| Problem requirements |
I would like every record reproduced exactly, with the pictures left out.

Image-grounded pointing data

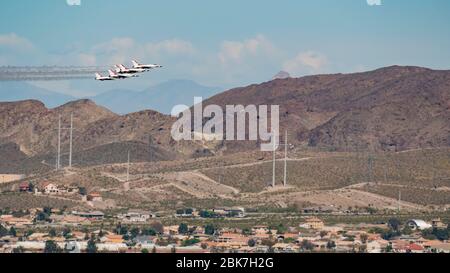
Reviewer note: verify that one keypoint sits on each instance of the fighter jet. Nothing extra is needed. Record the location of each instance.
(121, 69)
(99, 77)
(136, 64)
(121, 76)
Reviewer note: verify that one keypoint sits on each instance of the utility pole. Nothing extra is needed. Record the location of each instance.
(128, 167)
(274, 162)
(285, 159)
(71, 138)
(58, 160)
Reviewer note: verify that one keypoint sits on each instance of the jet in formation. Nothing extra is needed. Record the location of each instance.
(122, 72)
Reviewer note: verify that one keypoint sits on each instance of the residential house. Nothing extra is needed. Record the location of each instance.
(95, 197)
(313, 223)
(416, 224)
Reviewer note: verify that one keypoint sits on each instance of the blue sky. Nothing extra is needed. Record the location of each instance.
(224, 43)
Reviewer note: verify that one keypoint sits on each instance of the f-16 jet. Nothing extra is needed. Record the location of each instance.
(121, 69)
(136, 64)
(120, 76)
(99, 77)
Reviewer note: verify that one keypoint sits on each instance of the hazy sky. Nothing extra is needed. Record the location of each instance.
(224, 43)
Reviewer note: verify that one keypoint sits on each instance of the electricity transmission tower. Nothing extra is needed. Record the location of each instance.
(60, 129)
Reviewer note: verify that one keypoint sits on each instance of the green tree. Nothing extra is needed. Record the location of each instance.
(13, 232)
(407, 230)
(52, 233)
(363, 237)
(210, 229)
(190, 242)
(183, 228)
(306, 245)
(331, 245)
(67, 233)
(91, 245)
(3, 231)
(47, 210)
(134, 232)
(52, 247)
(82, 191)
(394, 224)
(157, 226)
(148, 232)
(18, 250)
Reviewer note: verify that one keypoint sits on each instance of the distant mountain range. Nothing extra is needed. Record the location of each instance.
(17, 91)
(162, 97)
(390, 109)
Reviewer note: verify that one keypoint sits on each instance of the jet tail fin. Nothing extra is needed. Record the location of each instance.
(135, 63)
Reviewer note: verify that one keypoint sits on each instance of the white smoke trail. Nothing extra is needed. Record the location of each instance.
(47, 73)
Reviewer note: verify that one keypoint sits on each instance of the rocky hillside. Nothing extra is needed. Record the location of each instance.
(393, 108)
(34, 127)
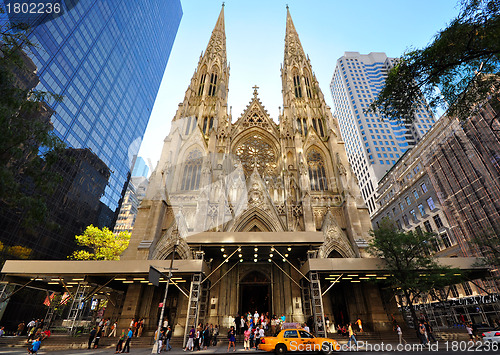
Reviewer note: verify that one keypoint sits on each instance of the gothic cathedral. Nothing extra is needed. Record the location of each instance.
(270, 210)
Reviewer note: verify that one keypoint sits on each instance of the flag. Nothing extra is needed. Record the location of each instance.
(65, 298)
(49, 299)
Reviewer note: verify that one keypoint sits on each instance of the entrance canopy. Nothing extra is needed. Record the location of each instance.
(65, 275)
(359, 269)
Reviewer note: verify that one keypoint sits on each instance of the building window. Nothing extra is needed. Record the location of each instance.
(202, 84)
(421, 209)
(438, 221)
(308, 87)
(430, 203)
(192, 171)
(213, 85)
(427, 227)
(446, 239)
(467, 289)
(296, 86)
(414, 215)
(317, 173)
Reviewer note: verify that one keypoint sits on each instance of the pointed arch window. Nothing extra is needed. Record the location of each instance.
(318, 126)
(213, 85)
(202, 84)
(296, 85)
(317, 171)
(308, 87)
(192, 171)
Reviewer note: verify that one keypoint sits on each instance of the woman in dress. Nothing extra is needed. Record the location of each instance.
(232, 339)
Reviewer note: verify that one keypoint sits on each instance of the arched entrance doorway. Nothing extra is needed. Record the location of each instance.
(255, 293)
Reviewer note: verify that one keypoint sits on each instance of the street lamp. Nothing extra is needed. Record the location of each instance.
(160, 321)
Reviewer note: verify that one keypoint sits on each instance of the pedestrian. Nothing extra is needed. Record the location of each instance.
(160, 340)
(190, 343)
(360, 325)
(112, 333)
(20, 329)
(168, 336)
(351, 336)
(119, 345)
(246, 339)
(422, 333)
(428, 329)
(107, 323)
(231, 338)
(215, 333)
(97, 337)
(140, 327)
(469, 330)
(400, 333)
(91, 337)
(197, 338)
(206, 337)
(130, 334)
(35, 346)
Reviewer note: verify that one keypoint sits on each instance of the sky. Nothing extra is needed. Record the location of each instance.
(255, 32)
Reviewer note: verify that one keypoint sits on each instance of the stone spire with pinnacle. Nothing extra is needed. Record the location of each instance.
(206, 97)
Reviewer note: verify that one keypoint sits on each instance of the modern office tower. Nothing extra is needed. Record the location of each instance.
(373, 143)
(107, 59)
(449, 185)
(140, 168)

| Solution |
Reviewer note: verify that one keypoint sits on each instance of the fighter jet. Nothing extra is needed. Record the location of each instance.
(121, 69)
(99, 77)
(136, 64)
(121, 76)
Reviewer note: verify that one keypoint sits on each instance of the utility pole. Nothing extra is needed. Record the location of each instance.
(128, 167)
(274, 162)
(285, 159)
(71, 138)
(58, 160)
Reviewer note: verify that one keypoint sits on each instance of the jet in formation. Nothing extra is needed. Record the location of each instance.
(122, 72)
Reviewer note: verify that one keypoint sits on each instance of the residential house. Nothing extra is needed. Record the location of each instance.
(95, 197)
(313, 223)
(416, 224)
Reviewer note: verify that one keypoint sits on each instance of the blue sky. Nothing extra is needed. Record the location of each instance.
(224, 43)
Reviewer note: verify that one keypoint sits on each instance of the f-16 jet. Nothing extra is needed. Record the location of each instance.
(121, 69)
(136, 64)
(120, 76)
(99, 77)
Reviewer note: verify that one keypoint sits on each instance of the hazy sky. Nothing extra is needed. Record the location of each instance.
(224, 43)
Reviewer note: verify that one keypoint sits on each instance of the electricity transmission tower. Nothing extra is needed. Record the location of each instance.
(60, 129)
Reviewer note: verify that one keypoint sits on each instance of the green tree. Nothing extra is needed. Record the location of each instance.
(13, 232)
(407, 230)
(52, 233)
(363, 237)
(210, 229)
(190, 242)
(183, 228)
(306, 245)
(331, 245)
(67, 233)
(91, 245)
(3, 231)
(47, 210)
(134, 232)
(52, 247)
(82, 191)
(394, 224)
(157, 226)
(148, 232)
(18, 250)
Reviewer note: verify that one keypoint sits on each instance of the distant mountain range. Nothing extra is needed. Record the location of each instance.
(17, 91)
(162, 97)
(390, 109)
Reviewer note: verify that one keypoint sits on each instance of the jet tail fin. Nothing extra is needed. Record the location of each instance.
(135, 63)
Reviewer note: verify that one keypoint sits on each instance of the white smoke trail. Nothing extra is needed. Record the location of each instance.
(47, 73)
Reviewer note: verify that one keypoint sits on each instance of the rocky hillside. Nothing extra is needed. Record the location of each instance.
(393, 108)
(34, 127)
Reviewer note: verify that one keypoint sits on each instance of the gothic cathedral. Nothing extra is needed. Record the location of each instance.
(270, 210)
Reviewer note: verify that one keypoint sits on each instance of the flag. Nothing extra is needed. Record the location of each instance.
(65, 298)
(49, 299)
Reviewer note: verify that one keypoint sits on each instance of the entrance canopy. Nothing extra is needed. Record the location of each instance.
(65, 275)
(359, 269)
Reviewer note: verify that one keypoint sits on each instance of the building window. Nothing extra is needed. Record the location of each instance.
(202, 84)
(421, 209)
(438, 221)
(308, 87)
(430, 203)
(192, 171)
(213, 85)
(427, 227)
(446, 239)
(467, 289)
(296, 86)
(414, 215)
(317, 173)
Reviewer note: verify that one keypoint sits on each instance of the pointed arch window. Nothing extra is needed. Record the location of each instance.
(318, 126)
(213, 85)
(202, 84)
(296, 85)
(317, 171)
(308, 87)
(192, 171)
Reviewer note: verify that one keypoint sits on each instance of the woman in dress. Nothing extra is needed. Record the location of each instance.
(232, 339)
Reviewer note: verify that one keypoint sits on each instance of the arched entrance doorway. Nothing extra is needed. Record the location of each instance.
(255, 293)
Reviewer note: verify that one keypoint sits on each instance of the street lamp. Nothing extra is needed. Record the location of each instance.
(160, 321)
Reviewer note: verify that one keypoint sits on each instance of the pedestrian. Nothing extra is needed. Record the location of each instance.
(160, 340)
(190, 343)
(360, 325)
(112, 333)
(20, 329)
(168, 336)
(351, 336)
(119, 345)
(246, 339)
(422, 333)
(428, 329)
(107, 323)
(231, 338)
(215, 333)
(97, 337)
(140, 327)
(469, 330)
(400, 333)
(91, 337)
(197, 338)
(206, 337)
(130, 334)
(35, 346)
Reviewer note: verify that one keypoint sits on each instance of the sky. Nothing extra is needed. Record the location of each instance.
(255, 32)
Reviewer note: verify that one keypoint sits on each instance of the stone spire with pinnacle. Nothing extra is needed. Record the location of each instance.
(206, 97)
Reviewer note: verify that one keypoint sits on each instance of the modern office tower. Nothing extra is needed. Record the location of each instance.
(373, 143)
(107, 59)
(449, 185)
(140, 168)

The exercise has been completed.